_What the exercise asks_.
Recreate the listing that follows line for line, without pictures.

- Opening Delimiter -

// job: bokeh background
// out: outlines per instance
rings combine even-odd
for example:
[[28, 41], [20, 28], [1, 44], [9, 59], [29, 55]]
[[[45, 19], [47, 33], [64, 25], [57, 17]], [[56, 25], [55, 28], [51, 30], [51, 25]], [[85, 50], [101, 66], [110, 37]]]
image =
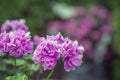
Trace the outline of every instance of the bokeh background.
[[61, 32], [85, 47], [84, 63], [70, 73], [57, 64], [53, 79], [120, 80], [119, 4], [119, 0], [0, 0], [0, 25], [7, 19], [25, 19], [33, 36]]

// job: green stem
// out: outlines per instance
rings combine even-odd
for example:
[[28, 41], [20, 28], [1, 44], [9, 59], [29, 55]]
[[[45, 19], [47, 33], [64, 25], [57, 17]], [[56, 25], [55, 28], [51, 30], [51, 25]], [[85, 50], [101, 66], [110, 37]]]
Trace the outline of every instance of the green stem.
[[40, 65], [40, 70], [37, 73], [36, 80], [39, 80], [40, 73], [42, 73], [42, 67], [41, 67], [41, 65]]
[[36, 80], [39, 80], [39, 77], [40, 77], [40, 70], [39, 70], [38, 73], [37, 73]]
[[14, 70], [14, 74], [15, 74], [16, 73], [16, 58], [14, 58], [13, 70]]
[[50, 71], [50, 73], [49, 73], [49, 75], [47, 76], [46, 80], [49, 80], [49, 79], [50, 79], [50, 77], [52, 76], [54, 70], [55, 70], [55, 68], [53, 68], [53, 69]]

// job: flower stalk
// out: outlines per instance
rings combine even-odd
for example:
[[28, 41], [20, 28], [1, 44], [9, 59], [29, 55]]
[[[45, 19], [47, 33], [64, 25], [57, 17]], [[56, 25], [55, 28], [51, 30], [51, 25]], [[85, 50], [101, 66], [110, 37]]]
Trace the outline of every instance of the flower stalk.
[[36, 80], [39, 80], [40, 73], [42, 73], [42, 67], [40, 66], [40, 70], [37, 72]]
[[53, 68], [53, 69], [50, 71], [50, 73], [49, 73], [49, 75], [47, 76], [46, 80], [49, 80], [49, 79], [50, 79], [50, 77], [52, 76], [54, 70], [55, 70], [55, 68]]
[[16, 58], [14, 58], [13, 70], [14, 70], [14, 74], [15, 74], [16, 73]]

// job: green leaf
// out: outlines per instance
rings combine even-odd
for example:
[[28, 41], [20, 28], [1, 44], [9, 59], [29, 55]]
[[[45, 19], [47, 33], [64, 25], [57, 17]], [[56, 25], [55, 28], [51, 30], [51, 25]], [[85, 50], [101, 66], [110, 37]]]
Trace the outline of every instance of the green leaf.
[[26, 64], [27, 62], [23, 59], [16, 59], [16, 66], [21, 66]]
[[35, 64], [29, 64], [28, 65], [28, 70], [31, 70], [31, 71], [37, 71], [39, 69], [39, 65], [35, 65]]
[[5, 80], [28, 80], [28, 77], [25, 74], [17, 73], [16, 75], [6, 77]]
[[30, 54], [30, 55], [25, 56], [25, 57], [23, 57], [23, 58], [24, 58], [24, 59], [32, 59], [32, 57], [33, 57], [33, 54]]

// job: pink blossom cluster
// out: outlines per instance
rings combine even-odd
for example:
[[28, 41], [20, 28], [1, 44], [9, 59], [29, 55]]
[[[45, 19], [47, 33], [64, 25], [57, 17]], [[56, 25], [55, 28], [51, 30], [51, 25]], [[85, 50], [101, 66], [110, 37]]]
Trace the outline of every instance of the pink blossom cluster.
[[[12, 30], [9, 31], [9, 28]], [[26, 56], [33, 51], [33, 42], [24, 20], [7, 20], [1, 26], [0, 51], [14, 57]]]
[[1, 26], [1, 32], [9, 32], [9, 31], [16, 31], [16, 30], [24, 30], [25, 32], [28, 31], [28, 26], [25, 25], [25, 20], [6, 20]]
[[75, 10], [75, 17], [50, 21], [48, 30], [63, 32], [78, 40], [85, 47], [87, 57], [93, 59], [95, 56], [95, 45], [104, 34], [112, 33], [110, 12], [103, 6], [94, 6], [89, 9], [77, 6]]
[[78, 45], [77, 41], [69, 38], [63, 38], [58, 33], [56, 36], [40, 37], [33, 61], [35, 64], [41, 64], [44, 70], [51, 70], [62, 59], [66, 71], [74, 70], [82, 63], [84, 48]]
[[34, 44], [36, 49], [33, 61], [41, 64], [44, 70], [53, 69], [60, 59], [63, 60], [66, 71], [75, 70], [82, 63], [84, 48], [77, 41], [63, 38], [60, 33], [46, 37], [35, 35], [33, 42], [24, 20], [7, 20], [2, 24], [0, 55], [26, 56], [33, 52]]

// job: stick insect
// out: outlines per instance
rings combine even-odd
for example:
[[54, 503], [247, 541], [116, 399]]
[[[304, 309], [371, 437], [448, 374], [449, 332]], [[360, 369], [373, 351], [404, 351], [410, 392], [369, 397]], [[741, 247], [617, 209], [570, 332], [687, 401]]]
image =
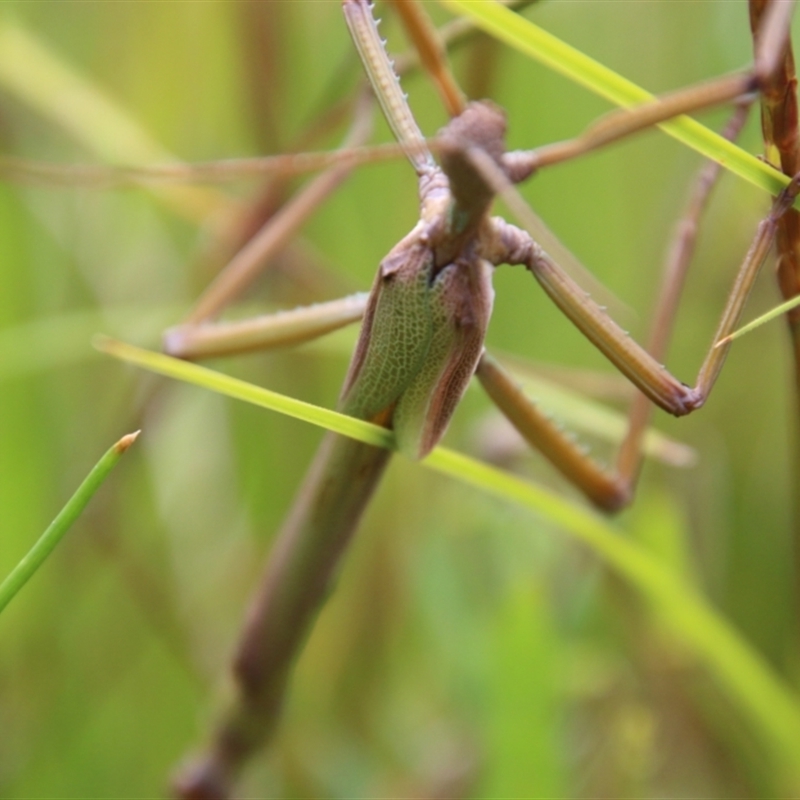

- Closing Delimiter -

_Exercise response_.
// job: bokeh background
// out: outlines per instance
rings combine even-odd
for example:
[[28, 41], [20, 28], [1, 44], [9, 59], [29, 55]]
[[[45, 19], [47, 33], [64, 25], [57, 17]], [[56, 25], [55, 28], [51, 30], [51, 25]], [[85, 50], [101, 66], [110, 37]]]
image =
Trace the outline of every instance of the bokeh background.
[[61, 32], [85, 47], [84, 63], [70, 73], [57, 64], [53, 79], [120, 80], [119, 4], [119, 0], [0, 0], [0, 25], [7, 19], [25, 19], [33, 36]]

// job: green stem
// out: outlines per instance
rings combine even-odd
for example:
[[28, 41], [20, 28], [1, 44], [9, 59], [29, 55]]
[[[45, 19], [47, 33], [64, 25], [57, 17]], [[56, 25], [55, 28], [51, 30], [51, 25]], [[85, 50], [101, 66], [110, 37]]]
Trace the outline of every instance of the green stem.
[[40, 65], [40, 70], [37, 73], [36, 80], [39, 80], [40, 73], [42, 73], [42, 67], [41, 67], [41, 65]]
[[36, 80], [39, 80], [39, 77], [40, 77], [40, 70], [39, 70], [38, 73], [37, 73]]
[[14, 70], [14, 74], [15, 74], [16, 73], [16, 58], [14, 58], [13, 70]]
[[50, 71], [50, 73], [49, 73], [49, 75], [47, 76], [46, 80], [49, 80], [49, 79], [50, 79], [50, 77], [52, 76], [54, 70], [55, 70], [55, 68], [53, 68], [53, 69]]

// job: flower stalk
// out: outlines per instance
rings combine even-odd
for example:
[[28, 41], [20, 28], [1, 44], [9, 59], [29, 55]]
[[[45, 19], [47, 33], [64, 25], [57, 17]], [[56, 25], [55, 28], [51, 30], [51, 25]], [[85, 50], [101, 66], [110, 37]]]
Trace the outline of every instance of the flower stalk.
[[36, 80], [39, 80], [40, 73], [42, 73], [42, 67], [40, 66], [40, 70], [37, 72]]
[[53, 68], [53, 69], [50, 71], [50, 73], [49, 73], [49, 75], [47, 76], [46, 80], [49, 80], [49, 79], [50, 79], [50, 77], [52, 76], [54, 70], [55, 70], [55, 68]]
[[16, 58], [14, 58], [13, 70], [14, 70], [14, 74], [15, 74], [16, 73]]

// job: green leaf
// out: outlines per instance
rings combine even-odd
for example:
[[28, 41], [20, 28], [1, 44], [9, 59], [29, 55]]
[[[45, 19], [47, 33], [64, 25], [57, 17]], [[56, 25], [55, 28], [51, 30], [51, 25]], [[85, 50], [101, 66], [110, 37]]]
Trace the outline of every instance of the green leaf.
[[26, 64], [27, 62], [23, 59], [16, 59], [16, 66], [21, 66]]
[[35, 64], [29, 64], [28, 65], [28, 70], [31, 70], [31, 71], [37, 71], [39, 69], [39, 65], [35, 65]]
[[5, 80], [28, 80], [28, 77], [25, 74], [17, 73], [16, 75], [6, 77]]
[[30, 54], [30, 55], [25, 56], [25, 57], [23, 57], [23, 58], [24, 58], [24, 59], [32, 59], [32, 57], [33, 57], [33, 54]]

// job: pink blossom cluster
// out: outlines per instance
rings combine even-odd
for example:
[[28, 41], [20, 28], [1, 44], [9, 59], [29, 55]]
[[[45, 19], [47, 33], [64, 25], [57, 17]], [[56, 25], [55, 28], [51, 30], [51, 25]], [[85, 50], [101, 66], [110, 37]]]
Trace the outline of every instance of the pink blossom cluster.
[[[12, 30], [9, 31], [9, 28]], [[26, 56], [33, 51], [33, 42], [24, 20], [7, 20], [1, 26], [0, 51], [14, 57]]]
[[1, 26], [1, 32], [9, 32], [9, 31], [16, 31], [16, 30], [24, 30], [25, 32], [28, 31], [28, 26], [25, 25], [25, 20], [6, 20]]
[[75, 10], [75, 17], [50, 21], [48, 30], [63, 32], [78, 40], [85, 47], [87, 57], [93, 59], [95, 56], [95, 45], [104, 34], [112, 33], [110, 12], [103, 6], [94, 6], [89, 9], [77, 6]]
[[78, 45], [77, 41], [69, 38], [63, 38], [58, 33], [56, 36], [40, 37], [33, 61], [35, 64], [41, 64], [44, 70], [51, 70], [62, 59], [66, 71], [74, 70], [82, 63], [84, 48]]
[[34, 44], [36, 49], [33, 61], [41, 64], [44, 70], [53, 69], [60, 59], [63, 60], [66, 71], [75, 70], [82, 63], [84, 48], [77, 41], [63, 38], [60, 33], [46, 37], [35, 35], [33, 42], [24, 20], [7, 20], [2, 24], [0, 55], [26, 56], [33, 52]]

// job: stick insect
// out: outlines per instance
rings combine even-odd
for example:
[[54, 503], [247, 541], [116, 399]]
[[[304, 309], [371, 437], [448, 374], [449, 332]], [[360, 369], [373, 351], [404, 351], [410, 392], [369, 397]], [[741, 247], [617, 209], [570, 332], [687, 401]]]
image =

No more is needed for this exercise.